■ **EXERCISE DESCRIPTION**
Nothing but the records, repeated exactly, should form the response.

========

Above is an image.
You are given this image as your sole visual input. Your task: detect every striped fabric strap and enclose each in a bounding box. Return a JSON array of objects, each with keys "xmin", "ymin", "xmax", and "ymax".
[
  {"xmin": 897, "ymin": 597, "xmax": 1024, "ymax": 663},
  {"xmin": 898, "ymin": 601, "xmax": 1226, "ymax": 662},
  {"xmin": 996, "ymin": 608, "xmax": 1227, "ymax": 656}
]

========

■ **REPLY**
Above is an image.
You are given this image as your sole visual input. Your task: detect every striped fabric strap and enclose each in a bounding box. Return a JSON array of objects, each with keys "xmin", "ymin", "xmax", and "ymax".
[
  {"xmin": 897, "ymin": 597, "xmax": 1024, "ymax": 663},
  {"xmin": 898, "ymin": 601, "xmax": 1226, "ymax": 662},
  {"xmin": 996, "ymin": 608, "xmax": 1227, "ymax": 656}
]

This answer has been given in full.